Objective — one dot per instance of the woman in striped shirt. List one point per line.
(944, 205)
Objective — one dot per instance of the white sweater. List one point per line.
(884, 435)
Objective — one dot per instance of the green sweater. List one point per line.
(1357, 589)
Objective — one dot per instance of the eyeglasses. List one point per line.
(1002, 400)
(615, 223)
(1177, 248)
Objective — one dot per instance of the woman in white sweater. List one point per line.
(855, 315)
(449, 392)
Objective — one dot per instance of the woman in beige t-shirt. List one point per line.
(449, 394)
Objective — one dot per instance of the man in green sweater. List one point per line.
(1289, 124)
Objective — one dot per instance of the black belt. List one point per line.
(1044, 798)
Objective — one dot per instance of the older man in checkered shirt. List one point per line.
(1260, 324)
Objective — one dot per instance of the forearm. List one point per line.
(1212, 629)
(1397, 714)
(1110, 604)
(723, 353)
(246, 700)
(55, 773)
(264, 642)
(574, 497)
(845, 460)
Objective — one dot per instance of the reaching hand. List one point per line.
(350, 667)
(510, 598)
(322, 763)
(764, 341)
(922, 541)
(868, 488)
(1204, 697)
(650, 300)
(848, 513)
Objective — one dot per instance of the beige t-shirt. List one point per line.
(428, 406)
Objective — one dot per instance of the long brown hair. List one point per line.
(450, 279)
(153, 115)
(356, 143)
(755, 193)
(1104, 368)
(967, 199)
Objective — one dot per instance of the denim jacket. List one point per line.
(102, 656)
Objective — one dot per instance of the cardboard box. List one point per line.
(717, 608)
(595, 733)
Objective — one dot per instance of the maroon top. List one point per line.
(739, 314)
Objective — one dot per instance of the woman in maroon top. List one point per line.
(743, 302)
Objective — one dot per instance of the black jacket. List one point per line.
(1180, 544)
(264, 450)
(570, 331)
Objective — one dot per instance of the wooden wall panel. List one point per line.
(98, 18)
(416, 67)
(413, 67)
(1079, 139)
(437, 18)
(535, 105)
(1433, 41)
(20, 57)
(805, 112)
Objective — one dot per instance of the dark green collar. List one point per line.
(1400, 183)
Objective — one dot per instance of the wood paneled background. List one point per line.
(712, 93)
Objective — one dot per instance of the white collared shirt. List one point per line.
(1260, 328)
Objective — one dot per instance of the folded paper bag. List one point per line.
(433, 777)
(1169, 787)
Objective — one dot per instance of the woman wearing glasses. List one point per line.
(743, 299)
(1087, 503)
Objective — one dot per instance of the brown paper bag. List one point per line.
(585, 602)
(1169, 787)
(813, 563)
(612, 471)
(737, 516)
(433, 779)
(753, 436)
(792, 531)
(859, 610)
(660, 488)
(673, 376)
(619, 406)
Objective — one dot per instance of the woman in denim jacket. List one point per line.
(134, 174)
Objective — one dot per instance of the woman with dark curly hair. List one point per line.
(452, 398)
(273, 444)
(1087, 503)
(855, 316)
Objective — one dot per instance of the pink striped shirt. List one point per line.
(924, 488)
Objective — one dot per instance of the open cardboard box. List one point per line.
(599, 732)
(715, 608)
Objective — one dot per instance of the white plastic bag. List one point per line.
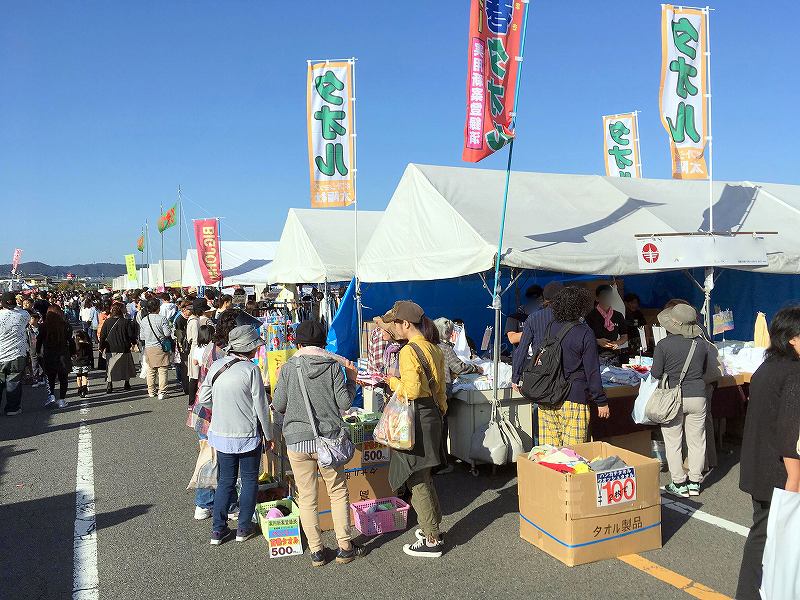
(782, 552)
(646, 389)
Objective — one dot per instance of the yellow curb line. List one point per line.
(672, 578)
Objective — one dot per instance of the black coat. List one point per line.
(771, 427)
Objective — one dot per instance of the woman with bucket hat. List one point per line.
(684, 358)
(240, 420)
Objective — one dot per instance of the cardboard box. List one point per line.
(583, 518)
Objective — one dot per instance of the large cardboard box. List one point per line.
(583, 518)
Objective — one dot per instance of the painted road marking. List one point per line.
(700, 515)
(84, 543)
(698, 590)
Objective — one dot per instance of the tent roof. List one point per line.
(243, 263)
(443, 222)
(317, 245)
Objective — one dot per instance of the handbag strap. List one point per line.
(306, 400)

──────────────────────────────

- **Task goal**
Give the records again exactly as they stand, so that only the pictures are missing.

- **Exercise solution**
Objective — one dot per instance of the woman in striped shirt. List one point per line.
(944, 205)
Objective — one dot per instance of the white sweater. List one point per line.
(884, 435)
Objective — one dot per instance of the green sweater. List one point per line.
(1357, 589)
Objective — one dot per instance of the eyeglasses. List one point per line.
(1002, 400)
(615, 223)
(1177, 248)
Objective — one dot per instance of the woman in white sweater. List one point per line.
(855, 315)
(449, 392)
Objective — one dot per instance of the woman in beige t-shirt. List one point per line.
(449, 394)
Objective — one dot per instance of the man in green sweater. List one point per line.
(1289, 124)
Objective — one dot per instance of the black belt. List one point per line.
(1044, 798)
Objective — one dot per instance of the older man in checkered shirt. List one point per line.
(1260, 324)
Objective — one dot per instance of the forearm. List one point per line.
(1212, 629)
(1397, 714)
(1110, 604)
(723, 353)
(246, 700)
(55, 773)
(264, 642)
(574, 497)
(845, 460)
Objective — one dot per instance of the reaching hand. List one point per line.
(350, 667)
(510, 598)
(322, 763)
(764, 341)
(922, 541)
(868, 488)
(1204, 697)
(650, 300)
(848, 513)
Objective — one dot per instance of the beige t-shirt. List one point per line.
(428, 406)
Objective — one dot per instance of the long brown hair. List one point per line.
(450, 279)
(153, 115)
(356, 143)
(755, 193)
(1104, 368)
(967, 199)
Objective — one dot per instance of the denim jacket. List one point per line.
(102, 656)
Objective — one dot per instance of the cardboard box. List one point per line.
(717, 608)
(595, 733)
Objective — one dot per instance of the maroon top. List one point per line.
(739, 314)
Objective — one dot per instance of the woman in maroon top. List one point per line.
(743, 302)
Objective — one dot per instance of the black jacket. List one point per line.
(1180, 544)
(264, 450)
(570, 331)
Objective — one dot per instance of the wooden wall panel. List one point per line.
(98, 18)
(416, 67)
(413, 67)
(1079, 139)
(437, 18)
(535, 105)
(1433, 41)
(20, 57)
(805, 112)
Objective — one dot per instance of the dark green collar. List one point per line.
(1400, 183)
Objective — one dot per instance of the wood paneled background. List one point per line.
(712, 93)
Objective — one dot per instance of the white collared shirt. List one point per line.
(1260, 328)
Objective — one dot per instance of the folded paper bag. List one point per line.
(433, 777)
(1169, 787)
Objective — one dot per instance of the woman wearing glasses. List one point per line.
(743, 299)
(1087, 503)
Objective — one dot per instance of the brown paper bag. List one point per line.
(585, 602)
(1169, 787)
(813, 563)
(612, 471)
(737, 516)
(433, 779)
(753, 436)
(792, 531)
(859, 610)
(660, 488)
(673, 376)
(619, 406)
Objective — one dot per instance of the woman in denim jacket. List one point per line.
(134, 174)
Objective — one dot per instance of the woman with dark curly hair. List one point per line.
(452, 398)
(273, 444)
(1087, 503)
(855, 316)
Objective — one dot per instance of the pink striped shirt. List one point per line.
(924, 488)
Objective — one dot per instance of the open cardboard box. List one point per line.
(599, 732)
(715, 608)
Objective — one dot per instance of the white plastic bag. List one point per line.
(782, 552)
(646, 389)
Objective — one dot per instance of the yellow curb line. List one point per line.
(672, 578)
Objective — one dot per instance of the black coat. List one point per line.
(771, 427)
Objective — one dot per instance of the woman with bucket hat. List one point per line.
(684, 358)
(240, 420)
Objective — one dot per instance of the cardboard box. List one point per line.
(583, 518)
Objective — one dot per instance of the large cardboard box. List one point per line.
(583, 518)
Objective — one dot per instance of the painted road marking. List one point per line.
(700, 515)
(84, 543)
(698, 590)
Objective — one dot per instance of the tent roof. List one point per line.
(243, 263)
(443, 222)
(317, 245)
Objective — one dot per instance of the handbag strap. List one point per line.
(306, 400)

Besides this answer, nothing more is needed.